» **Exercise brief**: Search the listing below for "accurate". Copy each matching line.

» **Dataset records**:
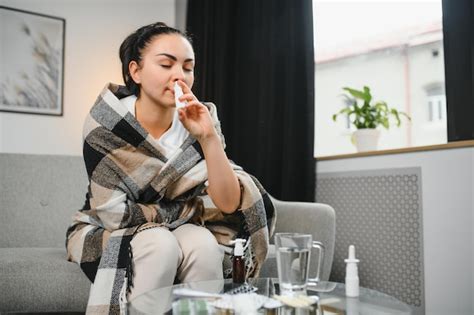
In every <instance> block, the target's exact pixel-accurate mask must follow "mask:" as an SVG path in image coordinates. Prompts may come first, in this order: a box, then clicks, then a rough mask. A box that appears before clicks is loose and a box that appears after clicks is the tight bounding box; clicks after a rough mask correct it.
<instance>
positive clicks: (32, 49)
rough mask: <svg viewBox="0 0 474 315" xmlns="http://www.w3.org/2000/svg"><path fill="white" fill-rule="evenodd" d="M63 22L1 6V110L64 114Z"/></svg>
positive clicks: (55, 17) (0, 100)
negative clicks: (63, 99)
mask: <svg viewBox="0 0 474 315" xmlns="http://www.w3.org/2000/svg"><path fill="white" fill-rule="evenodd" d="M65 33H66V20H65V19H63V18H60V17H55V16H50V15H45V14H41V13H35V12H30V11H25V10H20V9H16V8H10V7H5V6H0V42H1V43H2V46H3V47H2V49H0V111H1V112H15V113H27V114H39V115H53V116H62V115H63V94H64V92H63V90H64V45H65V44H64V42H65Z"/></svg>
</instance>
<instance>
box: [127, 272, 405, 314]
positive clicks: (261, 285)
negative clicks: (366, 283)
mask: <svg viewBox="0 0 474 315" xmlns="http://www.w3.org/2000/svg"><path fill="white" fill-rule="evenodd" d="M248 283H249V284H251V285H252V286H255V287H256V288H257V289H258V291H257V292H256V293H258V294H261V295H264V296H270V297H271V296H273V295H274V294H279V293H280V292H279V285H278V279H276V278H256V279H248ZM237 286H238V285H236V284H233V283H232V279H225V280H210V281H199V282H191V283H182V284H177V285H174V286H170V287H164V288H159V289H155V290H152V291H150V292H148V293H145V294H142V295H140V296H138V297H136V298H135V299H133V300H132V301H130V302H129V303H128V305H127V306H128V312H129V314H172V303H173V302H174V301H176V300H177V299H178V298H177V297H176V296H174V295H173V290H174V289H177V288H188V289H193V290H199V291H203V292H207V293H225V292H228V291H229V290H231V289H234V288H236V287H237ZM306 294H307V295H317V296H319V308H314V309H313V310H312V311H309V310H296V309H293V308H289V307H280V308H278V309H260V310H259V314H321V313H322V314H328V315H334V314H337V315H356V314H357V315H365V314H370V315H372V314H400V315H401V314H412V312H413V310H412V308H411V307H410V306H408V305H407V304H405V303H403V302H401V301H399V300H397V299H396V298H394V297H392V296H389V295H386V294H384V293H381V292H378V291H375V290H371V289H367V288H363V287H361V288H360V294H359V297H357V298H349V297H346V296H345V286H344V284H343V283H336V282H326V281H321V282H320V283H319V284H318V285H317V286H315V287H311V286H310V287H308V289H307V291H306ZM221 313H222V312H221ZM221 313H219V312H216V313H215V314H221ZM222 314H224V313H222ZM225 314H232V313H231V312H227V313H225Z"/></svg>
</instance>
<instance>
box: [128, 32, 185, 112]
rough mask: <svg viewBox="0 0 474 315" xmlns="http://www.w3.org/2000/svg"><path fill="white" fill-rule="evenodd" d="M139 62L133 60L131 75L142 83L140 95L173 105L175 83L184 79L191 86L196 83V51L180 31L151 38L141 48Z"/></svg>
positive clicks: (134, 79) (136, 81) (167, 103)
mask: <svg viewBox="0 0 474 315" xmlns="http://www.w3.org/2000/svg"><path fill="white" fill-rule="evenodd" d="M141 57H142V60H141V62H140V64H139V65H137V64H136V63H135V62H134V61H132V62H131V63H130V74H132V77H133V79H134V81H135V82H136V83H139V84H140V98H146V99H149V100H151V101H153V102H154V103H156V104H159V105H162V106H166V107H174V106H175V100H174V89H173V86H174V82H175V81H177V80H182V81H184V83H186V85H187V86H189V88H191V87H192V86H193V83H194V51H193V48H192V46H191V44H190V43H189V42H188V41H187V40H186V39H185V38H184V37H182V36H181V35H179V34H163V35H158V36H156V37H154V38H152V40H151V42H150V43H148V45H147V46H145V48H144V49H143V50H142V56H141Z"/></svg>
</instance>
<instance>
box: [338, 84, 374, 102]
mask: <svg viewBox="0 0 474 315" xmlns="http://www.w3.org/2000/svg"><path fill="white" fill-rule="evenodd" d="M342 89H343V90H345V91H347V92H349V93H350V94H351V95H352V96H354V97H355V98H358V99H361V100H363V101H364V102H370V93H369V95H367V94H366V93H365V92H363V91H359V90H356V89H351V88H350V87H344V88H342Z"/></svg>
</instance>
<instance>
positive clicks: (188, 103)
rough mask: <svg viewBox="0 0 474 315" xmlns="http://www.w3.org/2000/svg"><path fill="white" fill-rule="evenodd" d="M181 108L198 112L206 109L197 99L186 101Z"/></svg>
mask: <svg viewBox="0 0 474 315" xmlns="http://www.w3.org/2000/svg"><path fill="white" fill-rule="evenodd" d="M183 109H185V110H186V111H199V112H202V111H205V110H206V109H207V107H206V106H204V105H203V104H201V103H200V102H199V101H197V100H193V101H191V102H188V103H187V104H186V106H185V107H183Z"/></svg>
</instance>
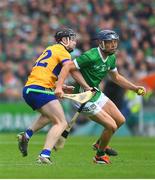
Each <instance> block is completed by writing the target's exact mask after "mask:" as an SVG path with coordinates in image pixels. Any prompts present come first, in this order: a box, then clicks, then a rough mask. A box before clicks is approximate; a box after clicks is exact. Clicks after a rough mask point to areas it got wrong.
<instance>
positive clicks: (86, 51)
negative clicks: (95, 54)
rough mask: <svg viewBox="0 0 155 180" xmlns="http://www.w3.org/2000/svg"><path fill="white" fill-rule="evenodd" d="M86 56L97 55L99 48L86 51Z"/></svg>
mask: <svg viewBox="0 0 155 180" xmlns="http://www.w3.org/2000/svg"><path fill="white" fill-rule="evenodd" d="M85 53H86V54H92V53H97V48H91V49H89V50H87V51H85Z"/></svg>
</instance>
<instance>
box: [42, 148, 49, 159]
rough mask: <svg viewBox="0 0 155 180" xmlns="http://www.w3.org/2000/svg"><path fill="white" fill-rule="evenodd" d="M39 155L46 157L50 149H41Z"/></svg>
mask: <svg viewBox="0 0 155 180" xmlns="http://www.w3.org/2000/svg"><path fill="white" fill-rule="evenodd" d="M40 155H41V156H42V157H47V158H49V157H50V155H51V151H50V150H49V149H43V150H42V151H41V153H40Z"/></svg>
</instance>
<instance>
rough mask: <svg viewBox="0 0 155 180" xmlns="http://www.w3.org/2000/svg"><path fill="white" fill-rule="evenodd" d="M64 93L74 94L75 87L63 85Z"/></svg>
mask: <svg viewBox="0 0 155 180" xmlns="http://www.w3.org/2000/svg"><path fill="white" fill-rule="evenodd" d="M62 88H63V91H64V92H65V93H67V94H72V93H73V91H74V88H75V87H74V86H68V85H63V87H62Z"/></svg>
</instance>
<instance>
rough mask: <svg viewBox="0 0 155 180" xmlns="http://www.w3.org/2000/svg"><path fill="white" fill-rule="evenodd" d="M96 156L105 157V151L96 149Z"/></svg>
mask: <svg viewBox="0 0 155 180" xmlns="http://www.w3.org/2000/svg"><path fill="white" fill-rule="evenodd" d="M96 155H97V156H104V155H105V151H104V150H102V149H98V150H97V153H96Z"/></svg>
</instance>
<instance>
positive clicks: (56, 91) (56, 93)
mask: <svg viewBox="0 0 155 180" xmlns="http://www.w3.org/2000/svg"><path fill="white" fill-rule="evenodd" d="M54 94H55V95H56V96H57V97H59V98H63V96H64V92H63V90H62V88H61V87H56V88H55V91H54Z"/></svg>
...
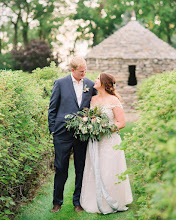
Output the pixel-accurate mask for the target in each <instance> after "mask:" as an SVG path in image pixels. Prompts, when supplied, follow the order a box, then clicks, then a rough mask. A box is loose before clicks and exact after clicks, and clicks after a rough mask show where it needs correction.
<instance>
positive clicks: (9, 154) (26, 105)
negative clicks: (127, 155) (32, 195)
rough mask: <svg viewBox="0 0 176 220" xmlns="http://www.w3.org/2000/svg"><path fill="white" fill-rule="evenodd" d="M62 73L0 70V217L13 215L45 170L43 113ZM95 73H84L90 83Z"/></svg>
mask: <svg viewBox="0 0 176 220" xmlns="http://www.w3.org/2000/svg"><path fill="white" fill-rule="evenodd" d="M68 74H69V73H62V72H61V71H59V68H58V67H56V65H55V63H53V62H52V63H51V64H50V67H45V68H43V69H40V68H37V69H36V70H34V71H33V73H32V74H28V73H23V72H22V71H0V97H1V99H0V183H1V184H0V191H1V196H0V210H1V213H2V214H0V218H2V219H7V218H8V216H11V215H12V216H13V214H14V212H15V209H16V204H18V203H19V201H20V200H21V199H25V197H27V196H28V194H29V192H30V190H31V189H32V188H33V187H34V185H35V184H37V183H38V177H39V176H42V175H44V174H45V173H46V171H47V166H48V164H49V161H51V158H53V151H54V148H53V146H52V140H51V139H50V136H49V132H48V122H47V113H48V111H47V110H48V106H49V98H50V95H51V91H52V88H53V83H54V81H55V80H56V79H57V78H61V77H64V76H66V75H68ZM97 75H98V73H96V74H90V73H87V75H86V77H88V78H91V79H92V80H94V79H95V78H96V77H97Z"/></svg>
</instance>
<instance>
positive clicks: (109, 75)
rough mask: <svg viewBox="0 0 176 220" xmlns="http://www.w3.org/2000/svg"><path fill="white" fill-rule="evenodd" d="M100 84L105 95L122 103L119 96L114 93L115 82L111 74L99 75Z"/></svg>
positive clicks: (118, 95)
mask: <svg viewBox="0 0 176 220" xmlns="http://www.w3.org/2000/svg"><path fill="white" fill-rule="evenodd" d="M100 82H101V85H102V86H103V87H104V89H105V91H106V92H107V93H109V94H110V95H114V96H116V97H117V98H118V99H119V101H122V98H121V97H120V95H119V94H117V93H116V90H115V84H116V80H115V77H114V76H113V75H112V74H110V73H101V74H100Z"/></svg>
* * *
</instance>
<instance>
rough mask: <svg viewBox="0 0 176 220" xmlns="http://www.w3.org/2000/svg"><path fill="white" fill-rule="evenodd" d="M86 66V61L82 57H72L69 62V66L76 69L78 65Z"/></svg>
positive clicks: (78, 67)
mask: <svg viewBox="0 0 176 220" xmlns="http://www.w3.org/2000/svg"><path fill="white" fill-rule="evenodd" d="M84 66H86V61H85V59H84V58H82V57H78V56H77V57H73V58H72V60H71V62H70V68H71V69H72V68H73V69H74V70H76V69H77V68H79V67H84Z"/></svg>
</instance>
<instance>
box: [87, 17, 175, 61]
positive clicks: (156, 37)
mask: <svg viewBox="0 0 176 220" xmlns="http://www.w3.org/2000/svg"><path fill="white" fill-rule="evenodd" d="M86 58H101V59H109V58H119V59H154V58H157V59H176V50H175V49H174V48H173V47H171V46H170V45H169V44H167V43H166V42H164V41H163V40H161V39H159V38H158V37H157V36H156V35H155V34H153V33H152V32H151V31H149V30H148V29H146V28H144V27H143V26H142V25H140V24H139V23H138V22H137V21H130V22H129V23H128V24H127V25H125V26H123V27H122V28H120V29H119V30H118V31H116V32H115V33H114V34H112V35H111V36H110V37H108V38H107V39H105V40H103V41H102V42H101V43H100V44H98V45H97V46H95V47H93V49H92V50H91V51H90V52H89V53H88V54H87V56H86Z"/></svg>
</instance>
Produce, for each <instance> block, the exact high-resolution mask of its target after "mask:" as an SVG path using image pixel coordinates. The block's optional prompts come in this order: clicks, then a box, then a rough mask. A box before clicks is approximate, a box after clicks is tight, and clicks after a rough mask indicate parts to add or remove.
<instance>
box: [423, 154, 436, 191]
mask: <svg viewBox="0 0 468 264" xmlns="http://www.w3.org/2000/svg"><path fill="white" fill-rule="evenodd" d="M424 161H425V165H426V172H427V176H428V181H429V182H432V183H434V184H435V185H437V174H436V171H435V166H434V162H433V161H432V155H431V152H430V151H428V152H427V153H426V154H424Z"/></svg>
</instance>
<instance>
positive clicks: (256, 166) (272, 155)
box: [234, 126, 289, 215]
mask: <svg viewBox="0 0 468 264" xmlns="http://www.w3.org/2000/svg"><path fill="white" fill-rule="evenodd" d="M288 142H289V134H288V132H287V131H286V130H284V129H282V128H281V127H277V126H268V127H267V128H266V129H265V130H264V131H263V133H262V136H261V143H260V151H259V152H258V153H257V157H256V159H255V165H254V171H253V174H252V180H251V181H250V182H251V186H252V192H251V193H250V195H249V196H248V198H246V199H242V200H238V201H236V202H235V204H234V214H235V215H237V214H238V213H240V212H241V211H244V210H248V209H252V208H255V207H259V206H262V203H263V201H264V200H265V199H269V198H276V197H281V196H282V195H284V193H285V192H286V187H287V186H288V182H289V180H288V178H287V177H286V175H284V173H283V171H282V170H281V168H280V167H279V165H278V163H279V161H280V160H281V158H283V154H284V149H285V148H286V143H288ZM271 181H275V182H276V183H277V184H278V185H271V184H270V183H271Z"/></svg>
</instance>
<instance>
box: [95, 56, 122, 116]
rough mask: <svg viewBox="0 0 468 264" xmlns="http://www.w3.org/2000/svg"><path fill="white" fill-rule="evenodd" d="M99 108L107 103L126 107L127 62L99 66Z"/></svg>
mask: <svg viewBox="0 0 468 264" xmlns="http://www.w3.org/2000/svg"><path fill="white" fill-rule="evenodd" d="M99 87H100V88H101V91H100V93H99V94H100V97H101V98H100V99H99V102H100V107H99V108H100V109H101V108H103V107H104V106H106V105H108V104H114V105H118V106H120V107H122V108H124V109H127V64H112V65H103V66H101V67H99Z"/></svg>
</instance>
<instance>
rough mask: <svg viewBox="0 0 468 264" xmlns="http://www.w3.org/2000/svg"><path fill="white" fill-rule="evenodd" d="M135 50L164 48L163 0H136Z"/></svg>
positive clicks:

» **Solution**:
In every <instance> block, the target's exact pixel-accurate mask must follow "mask:" as an SVG path in image coordinates. Prompts may come first, in this order: a box, then clicks, then a rough mask. A box that appears before clicks is loose and a box that appears after clicks is the tight bounding box; clicks after a rough mask correct it.
Output the pixel-accurate mask for the target in each <instance> after "mask:" as an SVG path in image pixels. Prompts, when supplied, follow the order a box, then clicks, then a rough mask. A box is loose before clicks and exact after clicks, and clicks after a rough mask show where it needs correction.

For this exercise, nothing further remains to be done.